> _The input_:
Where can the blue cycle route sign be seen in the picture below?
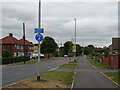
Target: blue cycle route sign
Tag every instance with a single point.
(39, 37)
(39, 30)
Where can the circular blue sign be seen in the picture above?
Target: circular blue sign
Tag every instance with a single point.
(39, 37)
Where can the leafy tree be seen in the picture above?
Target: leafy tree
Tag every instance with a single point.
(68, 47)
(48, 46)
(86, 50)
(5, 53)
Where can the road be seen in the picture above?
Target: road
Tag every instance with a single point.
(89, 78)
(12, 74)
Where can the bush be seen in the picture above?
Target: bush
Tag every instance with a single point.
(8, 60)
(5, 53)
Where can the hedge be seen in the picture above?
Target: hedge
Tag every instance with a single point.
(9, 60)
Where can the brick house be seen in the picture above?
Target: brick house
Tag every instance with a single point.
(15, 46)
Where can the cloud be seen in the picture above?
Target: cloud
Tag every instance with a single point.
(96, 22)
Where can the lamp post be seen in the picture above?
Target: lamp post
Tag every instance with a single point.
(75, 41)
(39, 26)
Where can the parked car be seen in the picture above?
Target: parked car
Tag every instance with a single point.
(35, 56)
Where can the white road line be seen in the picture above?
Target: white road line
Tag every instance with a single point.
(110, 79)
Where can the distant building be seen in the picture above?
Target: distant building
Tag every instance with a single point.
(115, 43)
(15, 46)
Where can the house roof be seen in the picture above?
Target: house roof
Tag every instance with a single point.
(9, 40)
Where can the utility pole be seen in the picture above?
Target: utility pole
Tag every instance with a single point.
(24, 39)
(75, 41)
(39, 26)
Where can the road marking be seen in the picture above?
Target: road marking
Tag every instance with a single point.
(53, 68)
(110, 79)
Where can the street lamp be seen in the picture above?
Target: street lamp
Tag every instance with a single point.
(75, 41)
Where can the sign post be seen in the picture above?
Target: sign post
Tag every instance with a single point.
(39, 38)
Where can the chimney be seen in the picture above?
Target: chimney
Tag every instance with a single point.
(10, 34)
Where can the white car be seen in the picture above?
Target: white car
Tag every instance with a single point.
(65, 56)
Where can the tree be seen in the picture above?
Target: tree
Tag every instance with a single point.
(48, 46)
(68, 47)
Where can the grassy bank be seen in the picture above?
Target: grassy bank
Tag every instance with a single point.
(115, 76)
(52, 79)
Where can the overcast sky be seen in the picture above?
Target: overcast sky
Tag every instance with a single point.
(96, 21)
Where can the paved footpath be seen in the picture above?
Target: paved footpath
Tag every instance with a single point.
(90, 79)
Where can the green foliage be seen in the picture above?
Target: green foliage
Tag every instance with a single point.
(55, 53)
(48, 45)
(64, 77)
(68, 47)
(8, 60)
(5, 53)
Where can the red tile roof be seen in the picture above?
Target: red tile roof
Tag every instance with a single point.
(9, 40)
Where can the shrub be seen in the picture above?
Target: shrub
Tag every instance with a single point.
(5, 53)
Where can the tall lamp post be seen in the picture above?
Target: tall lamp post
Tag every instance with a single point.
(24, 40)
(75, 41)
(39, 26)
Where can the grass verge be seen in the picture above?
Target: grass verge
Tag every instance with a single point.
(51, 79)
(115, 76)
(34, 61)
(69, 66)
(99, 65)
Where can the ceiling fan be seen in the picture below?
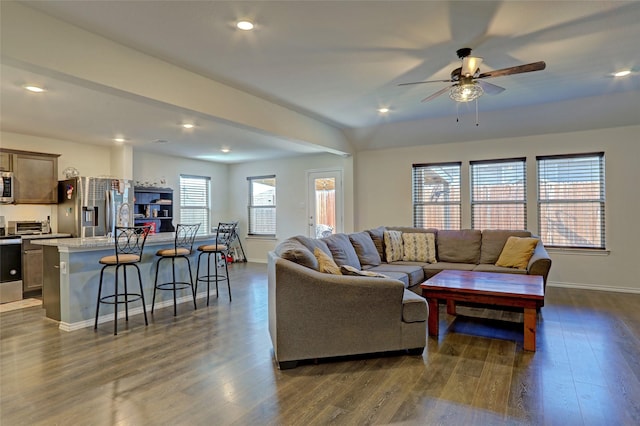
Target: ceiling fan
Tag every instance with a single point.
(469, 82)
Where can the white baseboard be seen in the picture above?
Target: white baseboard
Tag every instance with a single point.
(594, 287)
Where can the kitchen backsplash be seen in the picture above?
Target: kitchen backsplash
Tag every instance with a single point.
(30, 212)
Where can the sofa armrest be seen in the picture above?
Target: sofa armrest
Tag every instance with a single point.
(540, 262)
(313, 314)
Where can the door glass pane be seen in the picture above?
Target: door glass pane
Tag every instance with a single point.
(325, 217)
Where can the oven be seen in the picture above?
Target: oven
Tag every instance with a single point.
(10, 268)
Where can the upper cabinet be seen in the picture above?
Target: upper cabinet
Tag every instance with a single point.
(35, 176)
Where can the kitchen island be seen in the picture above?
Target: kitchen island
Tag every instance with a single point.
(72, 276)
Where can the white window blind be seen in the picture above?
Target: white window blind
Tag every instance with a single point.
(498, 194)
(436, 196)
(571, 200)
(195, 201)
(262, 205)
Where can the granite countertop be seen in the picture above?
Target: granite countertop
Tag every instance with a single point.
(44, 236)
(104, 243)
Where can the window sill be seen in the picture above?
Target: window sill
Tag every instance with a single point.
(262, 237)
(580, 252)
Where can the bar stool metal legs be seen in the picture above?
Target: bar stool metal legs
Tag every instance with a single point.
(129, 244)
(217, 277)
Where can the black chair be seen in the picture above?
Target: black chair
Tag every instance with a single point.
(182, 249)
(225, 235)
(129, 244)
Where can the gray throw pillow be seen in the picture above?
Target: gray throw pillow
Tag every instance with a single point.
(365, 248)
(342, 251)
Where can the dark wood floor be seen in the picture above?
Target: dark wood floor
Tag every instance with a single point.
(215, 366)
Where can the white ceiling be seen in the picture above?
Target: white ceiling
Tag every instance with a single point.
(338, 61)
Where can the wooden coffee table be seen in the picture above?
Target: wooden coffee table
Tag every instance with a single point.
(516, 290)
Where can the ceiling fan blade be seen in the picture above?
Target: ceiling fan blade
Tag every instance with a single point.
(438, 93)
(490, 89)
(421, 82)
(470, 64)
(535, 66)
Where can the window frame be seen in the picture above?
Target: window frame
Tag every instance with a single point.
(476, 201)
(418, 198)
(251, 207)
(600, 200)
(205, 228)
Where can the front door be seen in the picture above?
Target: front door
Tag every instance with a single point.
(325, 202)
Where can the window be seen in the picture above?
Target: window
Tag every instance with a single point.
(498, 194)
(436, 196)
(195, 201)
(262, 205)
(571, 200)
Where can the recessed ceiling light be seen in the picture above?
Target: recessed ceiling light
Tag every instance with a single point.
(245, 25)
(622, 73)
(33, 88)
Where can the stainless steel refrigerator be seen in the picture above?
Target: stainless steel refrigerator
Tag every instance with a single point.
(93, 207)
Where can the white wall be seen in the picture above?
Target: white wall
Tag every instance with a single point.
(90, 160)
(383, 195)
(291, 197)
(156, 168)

> _The problem_: Copy out every line of the records above word for word, leaving out the pictures.

> _Reply_:
Where can the blue cycle route sign be seen in the picture below?
Target: blue cycle route sign
Tag every instance with a single point.
(39, 37)
(39, 30)
Where can the circular blue sign be seen in the picture above?
Target: circular blue sign
Tag every instance with a single point.
(39, 37)
Where can the leafy tree be seen in the picture above?
Target: leafy tree
Tag every instance with a single point.
(68, 47)
(48, 46)
(86, 50)
(5, 53)
Where can the road be seen in the picture above?
Target: road
Tag every instance with a single point.
(89, 78)
(12, 74)
Where can the bush be seen in the picture above?
Target: bush
Tag every instance with a single point.
(8, 60)
(5, 53)
Where can the hedge be seen in the picture above?
Target: hedge
Tag every instance with a single point.
(9, 60)
Where can the brick house be seen in the picture above?
Target: brick house
Tag every instance with a single point.
(15, 46)
Where can the cloud be seen in the picture above?
Target: cloud
Tag every instance with a single point.
(96, 22)
Where can the lamp post be seen in the picture above?
Target: lamp post
Tag every instance with a single point.
(75, 41)
(39, 26)
Where can the parked car be seen in the picture above?
Target: parked car
Tag every instance with a single point.
(35, 56)
Where can the white road line be seen in the picture above?
Target: white road line
Tag every instance with a single point.
(110, 79)
Where can the distant building be seen in the picture above?
Target: distant building
Tag every instance with a single point.
(115, 43)
(15, 46)
Where can the house roof be seen in the picture above?
Target: house roof
Tag every instance with a single point.
(9, 40)
Where can the utility pole be seen in the picture above?
Target: utility pole
Tag every instance with a single point.
(24, 39)
(75, 41)
(39, 26)
Where can the road marking be seen in the picture above?
Target: road marking
Tag every instance with a single point.
(53, 68)
(110, 79)
Where can the street lamp be seen in the picture above?
Target: street lamp
Tag every instance with a single point.
(75, 41)
Where can the sign post be seen in the picture above?
Target: sign post
Tag every instance with a single point.
(39, 38)
Where can the chimney be seen in the picture above?
Target: chimney
Tag every instance with a single point.
(10, 34)
Where can the white car be seen in the picture above?
Target: white car
Tag every instance with a single point.
(65, 56)
Where can the tree be seen in the picture above?
Target: tree
Tag every instance with a single point.
(48, 46)
(68, 47)
Where can the grassy bank be seen in the picture above?
Target: grassy bank
Tag every instance with a single point.
(115, 76)
(52, 79)
Where can the overcast sky be seen in the picture above?
Target: overcast sky
Tag every instance with a single point.
(96, 21)
Where can the paved footpath be seen in the picture above?
Target: paved footpath
Tag every instance with a single point.
(90, 79)
Where can the green foliage be seen in the picture above?
Target: green foliage
Tag every instance with a single point.
(55, 53)
(48, 45)
(64, 77)
(68, 47)
(8, 60)
(5, 53)
Where can the red tile roof be seen in the picture above?
Target: red tile roof
Tag every instance with a single point.
(9, 40)
Where can the shrub be seen in the picture above?
Target: shrub
Tag every instance with a single point.
(5, 53)
Where can the tall lamp post be seen in the picture above?
Target: tall lamp post
Tag every instance with a single point.
(24, 40)
(75, 41)
(39, 26)
Where can the grass verge be seen in the picture above?
Target: grass verge
Tag every instance with a single point.
(51, 79)
(115, 76)
(34, 61)
(69, 66)
(99, 65)
Where can the ceiling fan be seen in the picture below?
Target: ceiling fan
Tag every instance with a single point.
(469, 82)
Where can the white baseboard be seen in the picture above?
Target: white baseboard
Tag every instance with a single point.
(594, 287)
Where can the kitchen backsplash be seen in the picture above?
Target: kitchen backsplash
Tag every instance with a single point.
(30, 212)
Where can the sofa armrest be seen in the picture above?
Target: sofa armrest
Tag every instance with a single point.
(540, 262)
(313, 314)
Where can the door glass pane be seen in the picture above?
Target: door glass pane
Tag every instance with a single point.
(325, 217)
Where can the oven be seen in the picture above?
Target: oven
Tag every instance with a single point.
(10, 268)
Where can the upper cabinet be seen in the picture above?
Target: upper cabinet
Tag every instance with a single point.
(35, 176)
Where can the kitchen island be seen in the picture above?
Target: kitchen island
Tag every instance with a single point.
(72, 276)
Where can the white window blind be seen in the picture above?
Target: white window blind
Tag every instance with a single point.
(498, 194)
(436, 196)
(571, 200)
(195, 201)
(262, 205)
Where can the granite countertop be seen in the picture above?
Target: granite countertop
Tag every instance with a single point.
(44, 236)
(104, 243)
Where can the window sill be seen in the picture above?
Target: window sill
Tag every instance with a single point.
(262, 237)
(580, 252)
Where can the bar stool metal legs be seen in the picture above?
Target: bar stool metal legs
Tag every instance with a single point.
(129, 244)
(217, 277)
Where can the black chair be seen in the picture above?
Target: black chair
Tag every instance with a single point.
(182, 249)
(225, 235)
(129, 244)
Where can the gray throw pillow be seen in the picture above?
Target: gray throw pillow
Tag every instance with a single point.
(365, 248)
(342, 251)
Where can the dark wood floor be seen in the picture above?
Target: dark wood floor
Tag every instance with a single point.
(215, 366)
Where can the white ceiling be seen in the picture above?
Target: white ceiling
Tag every instance with a single point.
(338, 61)
Where can the wooden coffee table be seen in the picture above?
Target: wooden coffee table
Tag every instance with a single point.
(516, 290)
Where can the ceiling fan blade be seen in the picture above?
Target: ceiling fan blade
Tag every instance with a single point.
(438, 93)
(490, 89)
(421, 82)
(470, 64)
(535, 66)
Where can the window frame be seen in the picture above?
Target: window frame
Tag every instance with a single point.
(476, 201)
(418, 198)
(251, 207)
(600, 200)
(205, 228)
Where can the front door be seen in the picture above?
Target: front door
Tag every instance with a single point.
(325, 202)
Where can the window be seen in the picture above?
Target: window
Tag every instance with a single point.
(498, 194)
(436, 196)
(195, 201)
(262, 205)
(571, 200)
Where can the recessed ceiling light be seen in the picture above?
Target: recessed ceiling light
Tag every instance with a single point.
(245, 25)
(622, 73)
(33, 88)
Where can the stainless steel refrigerator be seen in the picture above?
Target: stainless steel refrigerator
Tag every instance with a single point.
(93, 207)
Where can the white wall be seen in the picture above?
Target: white wall
Tag every instance with a single point.
(90, 160)
(383, 195)
(291, 197)
(156, 168)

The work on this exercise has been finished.